• Directions:
Write out only the lines from the line containing "Find every instance of the metal" to the end of the listing below, both included, exactly as they stand. Drop the pictures.

• Supplied records:
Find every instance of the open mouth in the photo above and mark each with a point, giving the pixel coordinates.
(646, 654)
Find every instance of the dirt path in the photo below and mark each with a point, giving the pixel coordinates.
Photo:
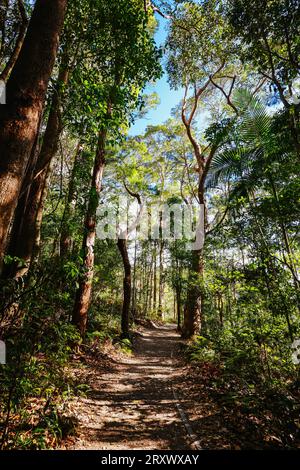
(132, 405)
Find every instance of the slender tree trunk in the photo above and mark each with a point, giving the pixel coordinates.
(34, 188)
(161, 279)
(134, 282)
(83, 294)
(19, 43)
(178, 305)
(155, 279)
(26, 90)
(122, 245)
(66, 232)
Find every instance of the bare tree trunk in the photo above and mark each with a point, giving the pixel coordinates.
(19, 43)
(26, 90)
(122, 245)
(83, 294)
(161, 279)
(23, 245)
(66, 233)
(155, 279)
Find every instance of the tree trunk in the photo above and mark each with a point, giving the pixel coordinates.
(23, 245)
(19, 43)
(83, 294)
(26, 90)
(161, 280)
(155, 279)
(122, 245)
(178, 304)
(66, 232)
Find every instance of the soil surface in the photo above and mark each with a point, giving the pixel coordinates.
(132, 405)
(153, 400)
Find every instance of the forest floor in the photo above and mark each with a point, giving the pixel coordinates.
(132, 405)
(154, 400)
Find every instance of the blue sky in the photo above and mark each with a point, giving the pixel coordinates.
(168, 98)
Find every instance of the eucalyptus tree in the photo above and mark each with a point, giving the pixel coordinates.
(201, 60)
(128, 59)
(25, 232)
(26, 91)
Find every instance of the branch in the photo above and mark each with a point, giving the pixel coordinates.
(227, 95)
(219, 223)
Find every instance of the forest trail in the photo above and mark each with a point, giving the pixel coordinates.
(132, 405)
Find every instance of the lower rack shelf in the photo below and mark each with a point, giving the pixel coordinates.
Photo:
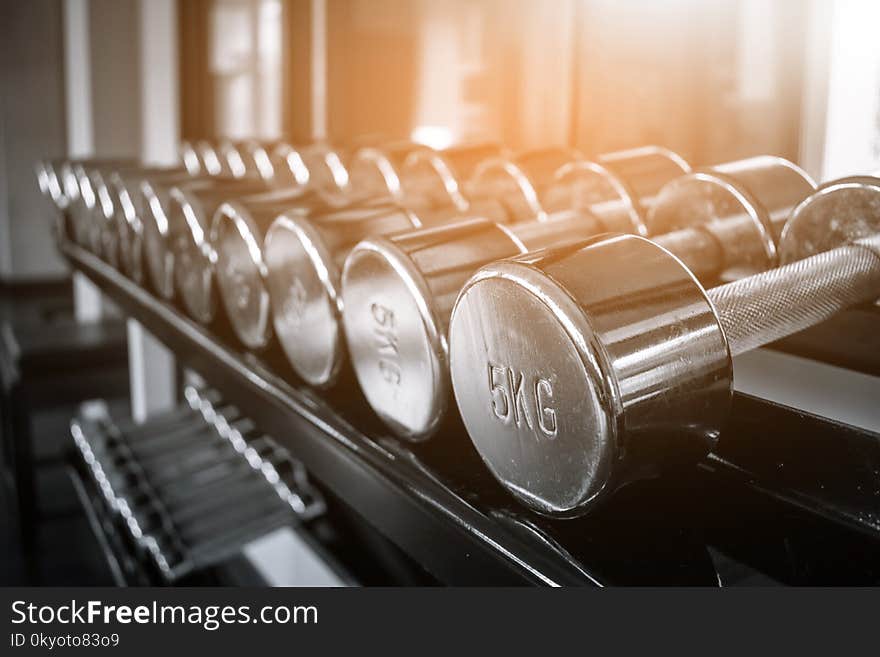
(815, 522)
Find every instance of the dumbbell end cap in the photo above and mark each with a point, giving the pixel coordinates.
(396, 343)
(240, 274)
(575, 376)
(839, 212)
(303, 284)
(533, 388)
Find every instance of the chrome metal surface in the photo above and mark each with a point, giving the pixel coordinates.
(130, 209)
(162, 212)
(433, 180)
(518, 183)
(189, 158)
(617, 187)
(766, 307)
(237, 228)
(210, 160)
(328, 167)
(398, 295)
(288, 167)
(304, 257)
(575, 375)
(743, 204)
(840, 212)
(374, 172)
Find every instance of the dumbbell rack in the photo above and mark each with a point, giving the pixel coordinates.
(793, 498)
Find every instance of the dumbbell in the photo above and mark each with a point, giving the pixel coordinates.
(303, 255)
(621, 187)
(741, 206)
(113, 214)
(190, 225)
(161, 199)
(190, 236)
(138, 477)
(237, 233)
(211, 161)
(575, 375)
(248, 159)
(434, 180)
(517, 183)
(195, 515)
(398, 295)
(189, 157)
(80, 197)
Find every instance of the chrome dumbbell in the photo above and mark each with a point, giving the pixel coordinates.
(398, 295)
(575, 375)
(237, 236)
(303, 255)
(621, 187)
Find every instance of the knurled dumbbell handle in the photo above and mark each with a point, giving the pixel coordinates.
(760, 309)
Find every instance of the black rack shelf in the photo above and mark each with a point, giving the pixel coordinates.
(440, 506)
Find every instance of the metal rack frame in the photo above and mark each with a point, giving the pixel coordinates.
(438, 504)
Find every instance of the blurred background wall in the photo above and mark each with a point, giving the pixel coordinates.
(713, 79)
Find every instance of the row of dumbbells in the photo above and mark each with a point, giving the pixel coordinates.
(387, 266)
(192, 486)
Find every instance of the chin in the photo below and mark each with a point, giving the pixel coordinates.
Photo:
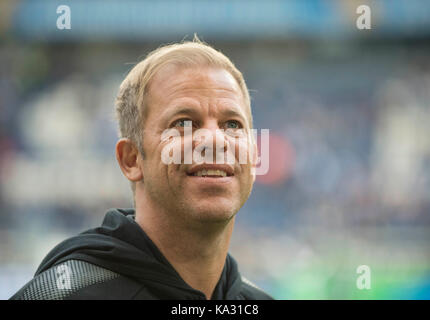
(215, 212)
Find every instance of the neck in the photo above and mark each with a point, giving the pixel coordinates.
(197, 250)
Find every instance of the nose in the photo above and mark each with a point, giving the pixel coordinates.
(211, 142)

• Written answer:
Find every instance of the metal rack frame in the photo above and mark each with a point, giving the pixel coordinates.
(438, 504)
Find every instance of the blurred background wall in the photo above and mark each with a point, giving the pixel coordinates.
(713, 79)
Find every instance of the row of dumbbells in the photo above and mark each with a point, giving the pixel coordinates.
(387, 266)
(192, 486)
Find every instance of the chin in the photo below and mark each with a point, giving the pixel coordinates.
Photo:
(215, 212)
Find every instance of the neck in the photo above and mark each with a point, giving the pixel coordinates.
(197, 250)
Find every instance of the nose in the photo above and mark each with a point, giving the pixel coordinates.
(211, 142)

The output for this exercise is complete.